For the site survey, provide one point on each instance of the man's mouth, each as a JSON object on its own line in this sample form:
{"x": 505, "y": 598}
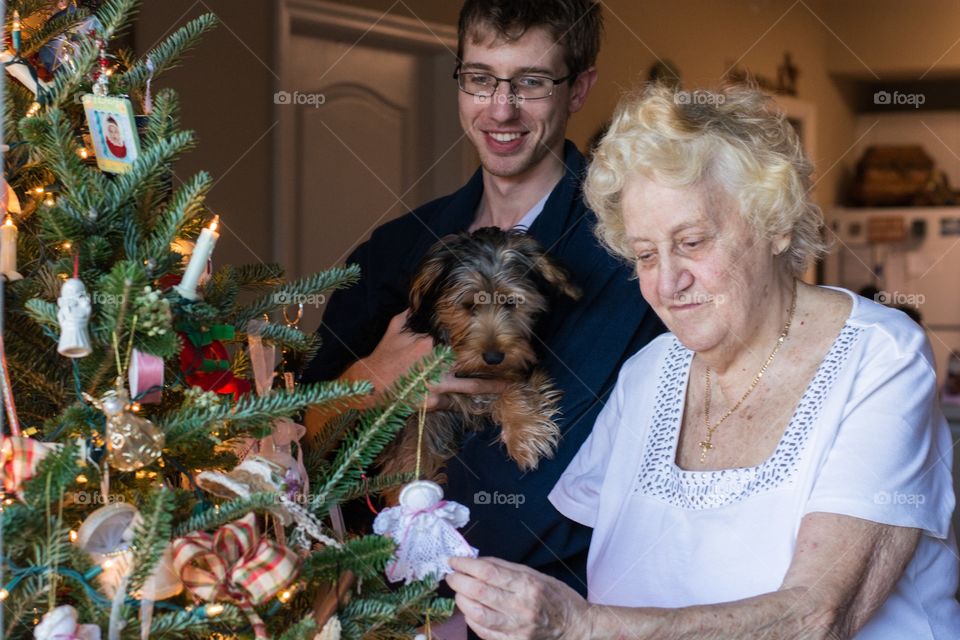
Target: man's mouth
{"x": 505, "y": 137}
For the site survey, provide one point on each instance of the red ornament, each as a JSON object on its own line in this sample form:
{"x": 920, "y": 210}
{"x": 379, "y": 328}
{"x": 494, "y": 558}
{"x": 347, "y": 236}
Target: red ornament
{"x": 196, "y": 364}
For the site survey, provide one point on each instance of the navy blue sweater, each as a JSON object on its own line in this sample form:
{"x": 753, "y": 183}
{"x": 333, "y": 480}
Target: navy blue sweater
{"x": 584, "y": 343}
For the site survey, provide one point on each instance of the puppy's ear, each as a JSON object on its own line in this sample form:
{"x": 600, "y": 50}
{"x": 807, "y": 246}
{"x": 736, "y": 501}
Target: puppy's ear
{"x": 427, "y": 286}
{"x": 556, "y": 276}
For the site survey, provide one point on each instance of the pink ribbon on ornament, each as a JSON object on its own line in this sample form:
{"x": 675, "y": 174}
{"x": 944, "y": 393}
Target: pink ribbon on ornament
{"x": 235, "y": 563}
{"x": 146, "y": 377}
{"x": 20, "y": 457}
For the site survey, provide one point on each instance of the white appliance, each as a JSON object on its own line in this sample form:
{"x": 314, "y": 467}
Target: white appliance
{"x": 922, "y": 270}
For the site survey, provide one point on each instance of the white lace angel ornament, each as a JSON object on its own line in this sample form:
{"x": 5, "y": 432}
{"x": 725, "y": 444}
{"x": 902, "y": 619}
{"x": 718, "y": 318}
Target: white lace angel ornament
{"x": 73, "y": 314}
{"x": 424, "y": 527}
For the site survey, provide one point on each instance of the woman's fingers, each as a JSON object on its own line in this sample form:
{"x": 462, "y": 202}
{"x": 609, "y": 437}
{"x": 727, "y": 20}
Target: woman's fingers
{"x": 487, "y": 623}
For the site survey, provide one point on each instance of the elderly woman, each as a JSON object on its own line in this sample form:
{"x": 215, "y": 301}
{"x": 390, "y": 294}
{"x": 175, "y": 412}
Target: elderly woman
{"x": 777, "y": 465}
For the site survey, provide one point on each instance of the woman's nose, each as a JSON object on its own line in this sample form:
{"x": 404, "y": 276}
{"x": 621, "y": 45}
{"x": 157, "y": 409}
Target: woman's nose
{"x": 672, "y": 279}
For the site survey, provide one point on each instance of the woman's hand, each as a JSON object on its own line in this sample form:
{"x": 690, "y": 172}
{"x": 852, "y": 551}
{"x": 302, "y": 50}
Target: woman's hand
{"x": 505, "y": 601}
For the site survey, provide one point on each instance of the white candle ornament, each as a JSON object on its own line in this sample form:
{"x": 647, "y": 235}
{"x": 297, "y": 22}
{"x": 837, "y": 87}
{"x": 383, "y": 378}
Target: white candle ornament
{"x": 198, "y": 260}
{"x": 8, "y": 249}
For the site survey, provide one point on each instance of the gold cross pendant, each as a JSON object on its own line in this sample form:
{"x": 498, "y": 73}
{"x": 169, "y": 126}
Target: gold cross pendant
{"x": 704, "y": 447}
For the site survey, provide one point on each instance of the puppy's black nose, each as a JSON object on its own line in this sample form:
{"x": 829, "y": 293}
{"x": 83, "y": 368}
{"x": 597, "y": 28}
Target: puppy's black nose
{"x": 493, "y": 357}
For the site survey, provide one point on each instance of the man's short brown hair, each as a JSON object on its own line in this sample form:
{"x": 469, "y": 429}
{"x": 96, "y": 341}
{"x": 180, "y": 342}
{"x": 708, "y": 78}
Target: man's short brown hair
{"x": 576, "y": 25}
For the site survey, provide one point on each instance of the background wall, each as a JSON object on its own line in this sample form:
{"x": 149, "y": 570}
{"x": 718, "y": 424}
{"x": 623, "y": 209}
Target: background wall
{"x": 228, "y": 83}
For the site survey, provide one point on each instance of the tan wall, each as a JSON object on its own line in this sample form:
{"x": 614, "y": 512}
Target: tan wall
{"x": 226, "y": 90}
{"x": 702, "y": 38}
{"x": 227, "y": 84}
{"x": 893, "y": 38}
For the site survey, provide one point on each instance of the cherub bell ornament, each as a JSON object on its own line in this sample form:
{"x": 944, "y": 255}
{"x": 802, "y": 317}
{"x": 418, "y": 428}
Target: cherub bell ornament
{"x": 132, "y": 442}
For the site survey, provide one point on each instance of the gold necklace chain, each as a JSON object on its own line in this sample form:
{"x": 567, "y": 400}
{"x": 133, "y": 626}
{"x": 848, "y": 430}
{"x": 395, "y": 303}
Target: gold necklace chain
{"x": 707, "y": 445}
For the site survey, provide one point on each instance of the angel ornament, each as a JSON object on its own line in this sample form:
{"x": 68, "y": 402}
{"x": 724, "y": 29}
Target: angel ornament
{"x": 424, "y": 527}
{"x": 73, "y": 314}
{"x": 132, "y": 442}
☆ ☆ ☆ ☆
* Task directions
Above are the records; repeat exactly the lines from the one holding "Target: elderly woman" down to the one holding "the white candle", end lines included.

* Answer for this exercise
Target: elderly woman
{"x": 777, "y": 465}
For the site survey, provide one point on each instance of the woman's nose, each as a JSON object on its own line in this sample form:
{"x": 404, "y": 276}
{"x": 621, "y": 45}
{"x": 157, "y": 409}
Target: woman's nose
{"x": 672, "y": 279}
For the site survey, provide one point on each instance of the woman's hand, each as a JSON object on its own line in this sample form:
{"x": 690, "y": 172}
{"x": 852, "y": 551}
{"x": 302, "y": 50}
Target: woman's hand
{"x": 505, "y": 601}
For the site survey, provide one point on each instance of the white candle ornament, each as a JSON object on its own line in this sample form:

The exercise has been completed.